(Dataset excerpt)
══════════

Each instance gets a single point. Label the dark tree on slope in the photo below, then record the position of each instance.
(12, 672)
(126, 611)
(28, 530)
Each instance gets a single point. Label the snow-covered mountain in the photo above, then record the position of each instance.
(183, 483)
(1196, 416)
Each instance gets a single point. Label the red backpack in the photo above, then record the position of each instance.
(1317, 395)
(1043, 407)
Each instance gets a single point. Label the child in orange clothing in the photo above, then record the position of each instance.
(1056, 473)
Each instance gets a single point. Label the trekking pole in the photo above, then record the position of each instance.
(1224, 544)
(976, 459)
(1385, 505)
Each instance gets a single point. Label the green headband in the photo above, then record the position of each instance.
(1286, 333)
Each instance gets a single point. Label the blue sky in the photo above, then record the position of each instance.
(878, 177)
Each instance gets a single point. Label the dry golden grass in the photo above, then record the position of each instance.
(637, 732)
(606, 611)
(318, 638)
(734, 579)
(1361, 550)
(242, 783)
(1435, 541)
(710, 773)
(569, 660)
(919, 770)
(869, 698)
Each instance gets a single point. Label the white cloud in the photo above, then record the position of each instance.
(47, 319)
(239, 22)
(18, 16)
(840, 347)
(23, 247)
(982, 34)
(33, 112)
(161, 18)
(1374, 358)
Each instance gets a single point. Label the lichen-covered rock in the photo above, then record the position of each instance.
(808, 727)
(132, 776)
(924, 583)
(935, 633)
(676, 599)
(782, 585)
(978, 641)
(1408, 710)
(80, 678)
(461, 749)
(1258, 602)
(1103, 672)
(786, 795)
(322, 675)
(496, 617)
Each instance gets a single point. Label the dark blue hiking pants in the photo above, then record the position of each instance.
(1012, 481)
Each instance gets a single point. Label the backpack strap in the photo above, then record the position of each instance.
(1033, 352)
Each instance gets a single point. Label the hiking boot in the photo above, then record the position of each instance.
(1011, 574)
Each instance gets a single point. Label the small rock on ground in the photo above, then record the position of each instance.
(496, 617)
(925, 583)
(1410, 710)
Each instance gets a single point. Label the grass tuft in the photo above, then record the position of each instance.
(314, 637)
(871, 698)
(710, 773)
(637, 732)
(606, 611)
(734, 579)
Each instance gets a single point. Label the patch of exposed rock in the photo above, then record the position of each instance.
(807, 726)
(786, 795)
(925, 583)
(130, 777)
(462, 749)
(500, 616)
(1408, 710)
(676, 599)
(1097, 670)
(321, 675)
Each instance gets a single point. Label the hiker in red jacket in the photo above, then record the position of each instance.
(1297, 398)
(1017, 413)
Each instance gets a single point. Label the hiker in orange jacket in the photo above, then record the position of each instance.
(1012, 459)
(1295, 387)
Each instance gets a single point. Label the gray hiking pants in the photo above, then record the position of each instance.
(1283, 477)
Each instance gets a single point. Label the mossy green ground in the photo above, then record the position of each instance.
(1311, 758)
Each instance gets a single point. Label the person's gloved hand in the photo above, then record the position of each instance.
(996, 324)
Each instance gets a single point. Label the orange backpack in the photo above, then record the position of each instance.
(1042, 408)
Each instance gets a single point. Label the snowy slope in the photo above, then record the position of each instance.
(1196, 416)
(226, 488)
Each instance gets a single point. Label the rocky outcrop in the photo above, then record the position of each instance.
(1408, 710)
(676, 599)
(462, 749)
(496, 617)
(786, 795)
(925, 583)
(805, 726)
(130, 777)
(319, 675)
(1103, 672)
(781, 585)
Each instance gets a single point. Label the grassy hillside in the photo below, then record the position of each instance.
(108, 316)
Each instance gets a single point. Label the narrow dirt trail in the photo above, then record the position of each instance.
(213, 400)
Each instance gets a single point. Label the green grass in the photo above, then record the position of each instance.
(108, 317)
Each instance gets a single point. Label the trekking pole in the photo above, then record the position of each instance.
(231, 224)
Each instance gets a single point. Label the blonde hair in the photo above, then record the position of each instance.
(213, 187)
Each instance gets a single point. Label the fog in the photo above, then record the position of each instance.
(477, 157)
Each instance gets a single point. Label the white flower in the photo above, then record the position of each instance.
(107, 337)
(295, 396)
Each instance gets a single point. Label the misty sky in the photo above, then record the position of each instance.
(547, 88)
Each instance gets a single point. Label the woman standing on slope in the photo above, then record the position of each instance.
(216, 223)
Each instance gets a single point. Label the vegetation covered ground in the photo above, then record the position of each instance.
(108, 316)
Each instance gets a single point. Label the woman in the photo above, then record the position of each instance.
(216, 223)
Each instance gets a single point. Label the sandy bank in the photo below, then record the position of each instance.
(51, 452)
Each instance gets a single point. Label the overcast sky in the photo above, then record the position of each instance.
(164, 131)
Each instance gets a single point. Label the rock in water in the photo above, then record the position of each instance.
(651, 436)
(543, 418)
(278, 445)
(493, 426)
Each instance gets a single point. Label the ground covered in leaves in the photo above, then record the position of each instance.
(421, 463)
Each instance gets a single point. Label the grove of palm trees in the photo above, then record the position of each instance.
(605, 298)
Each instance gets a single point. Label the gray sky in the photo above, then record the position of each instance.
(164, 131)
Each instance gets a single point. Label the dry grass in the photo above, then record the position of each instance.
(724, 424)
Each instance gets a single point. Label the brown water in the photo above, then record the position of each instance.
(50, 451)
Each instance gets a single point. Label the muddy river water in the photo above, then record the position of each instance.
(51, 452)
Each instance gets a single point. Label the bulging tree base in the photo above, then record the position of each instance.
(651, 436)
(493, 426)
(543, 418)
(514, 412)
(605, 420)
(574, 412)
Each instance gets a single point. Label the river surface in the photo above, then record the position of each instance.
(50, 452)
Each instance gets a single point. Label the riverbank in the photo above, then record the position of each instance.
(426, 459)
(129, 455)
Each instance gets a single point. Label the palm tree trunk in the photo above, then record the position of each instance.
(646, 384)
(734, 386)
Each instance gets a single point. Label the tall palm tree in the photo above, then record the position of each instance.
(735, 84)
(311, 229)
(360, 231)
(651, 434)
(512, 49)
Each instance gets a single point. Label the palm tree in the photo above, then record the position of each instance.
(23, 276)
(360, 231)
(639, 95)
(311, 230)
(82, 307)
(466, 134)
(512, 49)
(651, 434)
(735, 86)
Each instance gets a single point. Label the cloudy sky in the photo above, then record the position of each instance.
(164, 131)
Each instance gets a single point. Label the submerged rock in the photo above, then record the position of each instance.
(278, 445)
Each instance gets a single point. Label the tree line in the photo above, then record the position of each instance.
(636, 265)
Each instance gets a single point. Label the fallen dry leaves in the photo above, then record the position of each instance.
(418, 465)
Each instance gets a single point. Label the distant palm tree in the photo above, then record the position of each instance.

══════════

### WHAT THE TASK REQUIRES
Convert every line of the data above into a JSON list of strings, with one string per line and no blank lines.

### RESULT BELOW
[
  "Each instance gets a single point. Label the dark tree on slope in the photo below, then record the position of each instance.",
  "(12, 672)",
  "(126, 611)",
  "(28, 530)",
  "Each instance gets a single point. Label the snow-covered mountain in the photo above, then record the position of each instance.",
  "(183, 483)",
  "(1196, 416)",
  "Each instance gets a single point. Label the red backpack in the photo above, then record the position of each instance.",
  "(1317, 395)",
  "(1043, 407)",
  "Each instance gets a single point. Label the child in orange clothing in the photo above, then record the position of each instance.",
  "(1056, 473)",
  "Each instance gets a single point. Label the trekking pole in the photo above, then record the position of each instance.",
  "(1224, 544)",
  "(976, 459)",
  "(1385, 505)",
  "Each instance gets a single point. Label the green headband in the photo above, then record the position of each instance.",
  "(1286, 333)",
  "Each instance gets a single point. Label the blue sky in the photo above, then record the position of each instance.",
  "(878, 177)",
  "Each instance gets a single point. Label the dry golden grass in the photo above, then record the position of each instance.",
  "(637, 732)",
  "(606, 611)",
  "(318, 638)",
  "(734, 579)",
  "(1361, 550)",
  "(242, 783)",
  "(1435, 541)",
  "(710, 773)",
  "(569, 660)",
  "(919, 770)",
  "(869, 698)",
  "Each instance gets a single point. Label the white cloud in the photo above, then record the position of each instance.",
  "(47, 319)",
  "(239, 22)",
  "(18, 16)",
  "(840, 347)",
  "(23, 247)",
  "(982, 34)",
  "(33, 112)",
  "(161, 18)",
  "(1374, 358)",
  "Each instance gets a single point. Label the lichen-covered rock in the photo above, then record the position of each instance.",
  "(808, 727)",
  "(132, 776)",
  "(924, 583)",
  "(935, 633)",
  "(676, 599)",
  "(782, 585)",
  "(978, 641)",
  "(1408, 710)",
  "(80, 678)",
  "(461, 749)",
  "(1258, 602)",
  "(1103, 672)",
  "(786, 795)",
  "(322, 675)",
  "(496, 617)",
  "Each instance gets a single point. Label the dark blue hiking pants in the photo above, then record the position of each instance.",
  "(1012, 481)",
  "Each instance gets a single point. Label the backpack strap in the photo above, then record the position of each instance.",
  "(1033, 352)",
  "Each instance gets a single point. Label the hiking boot in the photo above, then record the position of each instance.",
  "(1011, 574)",
  "Each instance gets a single point. Label the small rock on ground in the photo above, then record the position of each instance.",
  "(496, 617)",
  "(925, 583)",
  "(1410, 710)",
  "Each instance gets a single point. Label the grass tuft in the photo above, then record the position of each instance.",
  "(314, 637)",
  "(871, 698)",
  "(710, 773)",
  "(637, 732)",
  "(606, 611)",
  "(734, 579)",
  "Each instance gets a single point. Label the patch of exposed rock in the photo above, then record the position of each instance.",
  "(807, 726)",
  "(786, 795)",
  "(925, 583)",
  "(130, 777)",
  "(462, 749)",
  "(500, 616)",
  "(1408, 710)",
  "(676, 599)",
  "(1097, 670)",
  "(321, 675)",
  "Each instance gets a single point. Label the hiker in red jacket in the photo above, then record the position of each instance.",
  "(1297, 398)",
  "(1017, 413)",
  "Each instance gets a single point. Label the hiker in orange jacket in the photo above, then record the position of each instance.",
  "(1012, 459)",
  "(1295, 387)",
  "Each instance gets a single point. Label the gray hiking pants in the photo above, then record the position of each instance.",
  "(1283, 477)",
  "Each instance gets a single point. Label the mossy green ground in the photo above, then record the position of each instance.",
  "(1311, 758)",
  "Each instance gets a single point. Label the person's gloved hand in the photo above, then record the position of each instance.",
  "(996, 324)",
  "Each instance gets a single point. Label the orange backpack in the photo above, then record the position of each instance.",
  "(1042, 408)",
  "Each instance gets a single point. Label the snowy slope in the photo above, then record the position of each instance.",
  "(1196, 416)",
  "(226, 488)",
  "Each instance gets a single point. Label the rocky outcrop in the photo above, then record the position of each instance.",
  "(1408, 710)",
  "(676, 599)",
  "(462, 749)",
  "(496, 617)",
  "(786, 795)",
  "(925, 583)",
  "(805, 726)",
  "(130, 777)",
  "(319, 675)",
  "(1103, 672)",
  "(781, 585)",
  "Each instance gets a single point. Label the grassy hillside in the photo below, then record the position of each instance.",
  "(108, 316)",
  "Each instance gets a single point. Label the narrow dirt trail in the photo above, then record the position of each instance.",
  "(213, 400)",
  "Each instance gets a single point. Label the green grass in the photo above, then record the position of each instance.",
  "(108, 317)",
  "Each instance gets a single point. Label the trekking pole in the photo above, then record the position of each instance.",
  "(231, 224)",
  "Each instance gets a single point. Label the blonde hair in the photo above, then record the position of each instance.",
  "(213, 187)",
  "Each instance gets a single point. Label the fog in the photo above, then record the position of each instance.",
  "(477, 157)",
  "Each instance gets a single point. Label the white flower in the photo above, then record the position of each instance.",
  "(107, 337)",
  "(295, 396)",
  "Each instance gets a single point. Label the misty sky in the photo above, then record the position of each instance.",
  "(547, 88)",
  "Each instance gets a single point. Label the woman standing on slope in the photo above, then record the position of each instance.",
  "(216, 223)",
  "Each instance gets a single point. Label the vegetation covered ground in the photo above, then record the position of each instance.",
  "(108, 316)",
  "Each instance gets a single point. Label the woman in the photo above, then record the position of each instance.",
  "(216, 223)",
  "Each instance gets a single point. Label the sandy bank in the photo below, then record the position of each instance.",
  "(51, 452)",
  "Each instance gets a single point. Label the overcast sky in the photo above, then record the position of each instance.",
  "(164, 131)",
  "Each instance gets a single point. Label the rock in water in the photo above, then record the position of each instance.",
  "(651, 436)",
  "(543, 418)",
  "(278, 445)",
  "(493, 426)",
  "Each instance gets a single point. Label the ground covered in leaves in the photo above, then record the position of each instance.",
  "(421, 463)",
  "Each instance gets a single point. Label the grove of palm trees in the photo above, then record the position of each instance.",
  "(605, 298)",
  "Each instance gets a single point. Label the gray sky in the photo above, then record the position of each instance.",
  "(164, 131)",
  "Each instance gets a single point. Label the dry grass in the photo above, then record the position of each instance.",
  "(724, 424)",
  "Each instance gets a single point. Label the brown water in the photo above, then record the position of each instance.",
  "(50, 451)",
  "Each instance gets a single point. Label the muddy river water in the photo above, then record the position of each instance.",
  "(51, 452)",
  "Each instance gets a single point. Label the bulging tree base in the photo above, then record the position of each instance.",
  "(651, 436)",
  "(493, 426)",
  "(543, 418)",
  "(514, 412)",
  "(605, 420)",
  "(574, 412)",
  "Each instance gets a single point. Label the river surface in the photo above, then record the position of each instance.",
  "(50, 452)",
  "Each instance gets a single point. Label the riverbank in the photo above, then record the position of each instance.",
  "(426, 459)",
  "(129, 455)",
  "Each instance gets a single point. Label the palm tree trunk in the photo above, then record the position of each instance.",
  "(646, 384)",
  "(734, 386)",
  "Each instance gets a single point. Label the tall palm tree in the photo above, then record the position of each instance.",
  "(735, 84)",
  "(311, 229)",
  "(360, 231)",
  "(651, 434)",
  "(512, 49)",
  "Each instance gets a single point. Label the palm tree in the photo above, then record the position of each instance.",
  "(23, 276)",
  "(360, 231)",
  "(639, 95)",
  "(311, 230)",
  "(82, 307)",
  "(466, 134)",
  "(512, 49)",
  "(651, 434)",
  "(735, 86)",
  "Each instance gets a single point. Label the cloudy sky in the photo above, then record the position of each instance.",
  "(164, 131)",
  "Each instance gets a single point. Label the submerged rock in the photo above, then record the position of each instance.",
  "(278, 445)",
  "Each instance gets a single point. Label the tree line in the photo above, then record the position of each instance.",
  "(636, 265)",
  "Each instance gets a single point. Label the fallen dry leaves in the photo above, then record the position of each instance.",
  "(418, 465)",
  "Each instance gets a single point. Label the distant palm tree in the photo above, then record the position of each instance."
]